[Trechos de dados de anotação de pontos]
========================

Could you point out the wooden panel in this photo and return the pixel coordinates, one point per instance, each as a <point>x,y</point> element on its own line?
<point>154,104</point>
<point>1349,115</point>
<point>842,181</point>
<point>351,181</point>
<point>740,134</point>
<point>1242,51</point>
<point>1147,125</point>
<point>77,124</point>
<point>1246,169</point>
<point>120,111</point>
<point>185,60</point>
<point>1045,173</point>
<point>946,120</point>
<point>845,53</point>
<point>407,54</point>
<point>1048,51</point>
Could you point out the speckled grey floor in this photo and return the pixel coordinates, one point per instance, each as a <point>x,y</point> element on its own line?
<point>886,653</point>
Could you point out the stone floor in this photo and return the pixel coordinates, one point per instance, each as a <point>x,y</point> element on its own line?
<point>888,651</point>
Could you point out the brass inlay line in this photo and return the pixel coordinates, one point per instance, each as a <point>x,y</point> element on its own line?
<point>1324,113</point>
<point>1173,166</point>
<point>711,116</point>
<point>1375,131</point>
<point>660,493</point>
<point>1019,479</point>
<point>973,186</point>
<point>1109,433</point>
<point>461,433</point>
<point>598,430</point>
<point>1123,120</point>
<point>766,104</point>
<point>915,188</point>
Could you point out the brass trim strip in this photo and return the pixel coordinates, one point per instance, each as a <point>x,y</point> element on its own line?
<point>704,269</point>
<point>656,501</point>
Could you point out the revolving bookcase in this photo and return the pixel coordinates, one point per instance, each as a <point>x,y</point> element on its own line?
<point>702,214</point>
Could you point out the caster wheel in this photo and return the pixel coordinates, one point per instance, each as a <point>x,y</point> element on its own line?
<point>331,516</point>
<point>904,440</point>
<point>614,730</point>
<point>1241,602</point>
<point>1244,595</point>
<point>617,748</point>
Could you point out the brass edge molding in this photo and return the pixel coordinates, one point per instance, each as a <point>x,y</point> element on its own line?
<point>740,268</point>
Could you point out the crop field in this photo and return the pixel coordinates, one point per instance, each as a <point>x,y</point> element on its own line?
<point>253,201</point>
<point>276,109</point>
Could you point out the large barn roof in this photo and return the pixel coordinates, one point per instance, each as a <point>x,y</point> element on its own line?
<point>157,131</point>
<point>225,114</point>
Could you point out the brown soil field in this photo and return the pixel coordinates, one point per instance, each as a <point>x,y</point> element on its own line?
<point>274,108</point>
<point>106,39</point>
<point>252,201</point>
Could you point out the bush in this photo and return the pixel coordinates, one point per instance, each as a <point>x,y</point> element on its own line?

========================

_O QUE SE PEDE_.
Reescreva todos os registros acima como uma lista numerada, deixando de fora as linhas em branco.

_SOLUÇÃO DA TAREFA_.
1. Could you point out the wooden panel in this photo and return the pixel coordinates, one point per instance, each as a <point>x,y</point> element on its own line?
2. <point>154,104</point>
3. <point>1349,115</point>
4. <point>842,181</point>
5. <point>351,181</point>
6. <point>740,134</point>
7. <point>1242,51</point>
8. <point>1147,125</point>
9. <point>77,124</point>
10. <point>1246,169</point>
11. <point>120,111</point>
12. <point>185,60</point>
13. <point>1045,173</point>
14. <point>946,120</point>
15. <point>845,53</point>
16. <point>407,54</point>
17. <point>1048,51</point>
18. Could you point out the speckled grey floor in this photo and return the pixel coordinates, one point per instance, each as a <point>x,y</point> element on its own line?
19. <point>886,653</point>
20. Could you point out the stone floor in this photo and return the pixel coordinates, one point per instance, each as a <point>x,y</point> element on its own line?
21. <point>888,651</point>
22. Could you point out the brass inlay line in this photo and return the pixel coordinates, one point per instance, each as a <point>x,y</point> element on its own line?
23. <point>1324,113</point>
24. <point>1173,166</point>
25. <point>711,116</point>
26. <point>1375,131</point>
27. <point>660,493</point>
28. <point>1019,479</point>
29. <point>973,186</point>
30. <point>1109,433</point>
31. <point>461,433</point>
32. <point>598,430</point>
33. <point>1123,120</point>
34. <point>766,104</point>
35. <point>915,188</point>
36. Could you point out the brass trim strip in this photo and return the pixel coordinates, one point per instance, each as a <point>x,y</point> element on its own line?
37. <point>704,269</point>
38. <point>656,501</point>
39. Could you point out the revolving bookcase in this photo and return the pixel coordinates, one point per instance, each as a <point>x,y</point> element on its own line?
40. <point>702,214</point>
41. Could you point out the caster wheel in this photo and return the pixel coordinates, one point per instance, each as a <point>x,y</point> element on its own line?
42. <point>331,516</point>
43. <point>904,440</point>
44. <point>614,730</point>
45. <point>1241,602</point>
46. <point>1244,595</point>
47. <point>617,748</point>
48. Could you point out the brass edge molding in this photo and return the pixel coordinates, one point per instance, each as a <point>x,y</point> element on its own line?
49. <point>740,268</point>
50. Could you point out the crop field in this photo and return the pixel coordinates, one point per instance, each as a <point>x,y</point> element on its own line?
51. <point>253,201</point>
52. <point>276,109</point>
53. Could you point out the large barn roof in this photo and return the pixel coordinates, one point per instance, each as a <point>x,y</point> element on its own line?
54. <point>157,131</point>
55. <point>225,114</point>
56. Could you point out the brown soil field in this photo and return the pixel coordinates, one point per instance, each as a <point>x,y</point> element on its own line?
57. <point>274,108</point>
58. <point>106,39</point>
59. <point>252,201</point>
60. Could you point out the bush in this photo and return the pixel coordinates, one point per instance, each as a <point>x,y</point> element on its own line?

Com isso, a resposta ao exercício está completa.